*Selected excerpt*.
- - - - -
It’s interesting to walk through an enormous grocery store on the evening of a day when I’ve been reading about the end of World War II, when most of the world except for America was badly damaged and people in Europe and Asia were hungry, many on the verge of starvation. People were eating rodents, crows, dogs, scavenging in the ruins for edible garbage. If you wanted good food, you had to pawn the silverware and go to a black market. This happened within the lifetime of some of us.

No wonder my parents in 1947 bought themselves an acre of land and built a house on it, keeping half an acre for garden, and every summer, we went through a frenzy of canning to fill the basement shelves with jars of corn, peas, beans, tomatoes, squash, and jams and jellies. Six children under their roof and we never went hungry.

My generation, which came of age in the 1950s, was the beginning of teenagerness: we adopted our own mode of dress, our own music, our standard of coolness, which was based on alienation from the previous generation. Adolescence, as we defined it, would not have been tolerated in a time of hardship and scarcity, but we reveled in self-consciousness. Some of us maintained immaturity right up to retirement. We called it The Arts but really it was adolescence.

And now we discover that old age is utterly anonymous. Past 70, we’re all marching into the swamp and it’s the same swamp for everyone. Bombs are falling around us, friends are struck down, eventually we will be, too. We live day to day, the huddled masses of the aged and infirm, watching our successors march on ahead.

What bothers me is that we’re cutting music and drama in the public schools to pay for Gramma to get an MRI if she has a headache and pay for Viagra at $10 per pill to give men in nursing homes to keep them from rolling out of bed at night. Why? Because we old-timers vote and children don’t.
- - - - -
*Given exercise A*.
Recast the stretch of the records from the line containing "Phrase: white curtain" through the end of the records as a JSON list of strings, one string per line, with blank lines left out.
*Given exercise B*.
Continue the essay on hunger, generations, and old age from where it stops.

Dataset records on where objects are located
- - - - -
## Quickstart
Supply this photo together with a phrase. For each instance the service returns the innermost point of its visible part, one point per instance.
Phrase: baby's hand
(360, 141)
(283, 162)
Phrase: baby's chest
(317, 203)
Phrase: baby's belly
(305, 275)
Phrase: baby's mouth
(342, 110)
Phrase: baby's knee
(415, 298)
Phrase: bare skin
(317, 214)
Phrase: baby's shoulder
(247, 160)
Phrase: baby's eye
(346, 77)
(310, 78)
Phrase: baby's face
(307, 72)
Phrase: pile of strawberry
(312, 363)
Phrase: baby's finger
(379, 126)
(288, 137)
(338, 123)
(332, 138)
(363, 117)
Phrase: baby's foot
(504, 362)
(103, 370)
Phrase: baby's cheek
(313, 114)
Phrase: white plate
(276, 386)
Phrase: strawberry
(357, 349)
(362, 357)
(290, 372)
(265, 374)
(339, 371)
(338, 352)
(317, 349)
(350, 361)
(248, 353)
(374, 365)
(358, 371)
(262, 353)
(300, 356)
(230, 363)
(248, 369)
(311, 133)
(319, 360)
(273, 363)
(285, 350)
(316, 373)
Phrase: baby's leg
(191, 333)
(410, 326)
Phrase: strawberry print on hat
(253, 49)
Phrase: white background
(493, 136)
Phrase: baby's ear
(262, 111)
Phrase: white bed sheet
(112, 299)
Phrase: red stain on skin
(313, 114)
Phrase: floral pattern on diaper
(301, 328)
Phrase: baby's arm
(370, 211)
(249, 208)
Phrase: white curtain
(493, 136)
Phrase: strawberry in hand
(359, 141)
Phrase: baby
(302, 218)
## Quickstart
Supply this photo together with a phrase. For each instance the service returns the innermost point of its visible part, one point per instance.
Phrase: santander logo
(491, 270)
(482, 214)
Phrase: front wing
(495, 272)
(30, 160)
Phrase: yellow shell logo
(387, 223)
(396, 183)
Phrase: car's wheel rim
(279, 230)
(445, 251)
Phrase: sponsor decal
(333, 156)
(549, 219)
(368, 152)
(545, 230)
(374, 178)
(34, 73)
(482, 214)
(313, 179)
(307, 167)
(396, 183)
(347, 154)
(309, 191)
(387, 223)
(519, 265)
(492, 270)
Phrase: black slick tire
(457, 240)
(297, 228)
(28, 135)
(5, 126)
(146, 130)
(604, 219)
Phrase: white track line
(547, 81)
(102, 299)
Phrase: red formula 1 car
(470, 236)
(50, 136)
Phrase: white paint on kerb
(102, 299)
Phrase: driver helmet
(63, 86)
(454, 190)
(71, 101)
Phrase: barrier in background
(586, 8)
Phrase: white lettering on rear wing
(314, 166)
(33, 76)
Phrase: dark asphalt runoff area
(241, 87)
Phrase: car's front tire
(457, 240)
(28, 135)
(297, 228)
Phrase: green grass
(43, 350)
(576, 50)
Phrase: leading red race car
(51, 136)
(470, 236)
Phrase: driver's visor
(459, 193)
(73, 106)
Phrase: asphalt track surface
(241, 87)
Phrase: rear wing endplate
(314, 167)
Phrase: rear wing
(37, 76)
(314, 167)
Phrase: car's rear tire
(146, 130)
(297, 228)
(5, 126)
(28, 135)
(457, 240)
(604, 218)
- - - - -
*Task response A*.
[
  "Phrase: white curtain",
  "(493, 136)",
  "Phrase: strawberry in hand",
  "(359, 141)",
  "Phrase: baby",
  "(302, 218)",
  "## Quickstart",
  "Supply this photo together with a phrase. For each instance the service returns the innermost point of its visible part, one point per instance.",
  "Phrase: santander logo",
  "(491, 270)",
  "(482, 214)",
  "Phrase: front wing",
  "(495, 272)",
  "(30, 160)",
  "Phrase: yellow shell logo",
  "(387, 223)",
  "(396, 183)",
  "Phrase: car's wheel rim",
  "(279, 230)",
  "(445, 251)",
  "Phrase: sponsor decal",
  "(333, 156)",
  "(549, 219)",
  "(368, 152)",
  "(545, 230)",
  "(374, 178)",
  "(34, 73)",
  "(482, 214)",
  "(313, 179)",
  "(307, 167)",
  "(396, 183)",
  "(347, 154)",
  "(309, 191)",
  "(387, 223)",
  "(519, 265)",
  "(492, 270)",
  "Phrase: black slick tire",
  "(457, 240)",
  "(297, 228)",
  "(28, 135)",
  "(5, 126)",
  "(146, 130)",
  "(604, 219)",
  "Phrase: white track line",
  "(547, 81)",
  "(102, 299)",
  "Phrase: red formula 1 car",
  "(470, 236)",
  "(50, 136)",
  "Phrase: white paint on kerb",
  "(102, 299)",
  "Phrase: driver helmet",
  "(63, 86)",
  "(454, 190)",
  "(71, 101)",
  "Phrase: barrier in background",
  "(586, 8)",
  "Phrase: white lettering on rear wing",
  "(314, 166)",
  "(33, 76)",
  "Phrase: dark asphalt runoff area",
  "(241, 87)",
  "Phrase: car's front tire",
  "(457, 240)",
  "(28, 135)",
  "(297, 228)",
  "Phrase: green grass",
  "(43, 350)",
  "(576, 50)",
  "Phrase: leading red race car",
  "(51, 136)",
  "(470, 236)",
  "Phrase: driver's visor",
  "(459, 193)",
  "(73, 106)",
  "Phrase: asphalt track surface",
  "(241, 87)",
  "Phrase: rear wing endplate",
  "(314, 167)",
  "Phrase: rear wing",
  "(37, 76)",
  "(314, 167)",
  "Phrase: car's rear tire",
  "(146, 130)",
  "(297, 228)",
  "(5, 126)",
  "(28, 135)",
  "(457, 240)",
  "(604, 218)"
]

*Task response B*.
The old need to look after the young and honor the future. I run into people who retired on lovely pensions at 62 and now enjoy making bad art and writing stuff nobody wants to read, an enormous bulge of aging boomers squeezing through the pension pipeline, their expensive health care paid for by semi-literate 30-year-olds penalized by lousy schools where languages were dropped and tests dumbed down and class size rose past 30 and 35, who are now forced to support a growing population of seashell collectors and bad poets and people making videos of the Grand Canyon. After 27 years as Assistant Vice President for Institutional Advancement at the Associated Federation of Organizations, you now get to be a teenager again.

That is what I think of as I look at the $6 can of hydrogenated citrus-flavored organic zero-calorie caffeinated water guaranteed to whip up your metabolism and make you skinny and youthful again. And so I don’t buy it. I go home and, out of solidarity with my ancestors who endured hardship of many kinds, I put a glass under the tap and fill it with water. No ice, no lemon, no sparkle. When you can appreciate a glass of pure water, you’ve touched base with reality. You are back in 1950, on Grandma’s back step, pushing the pump handle down, holding your tin cup under the spout. The chickens cluster around for their share and the barn cats. Some places in the world know terrible drought, but not us. Praise God for His grace and goodness.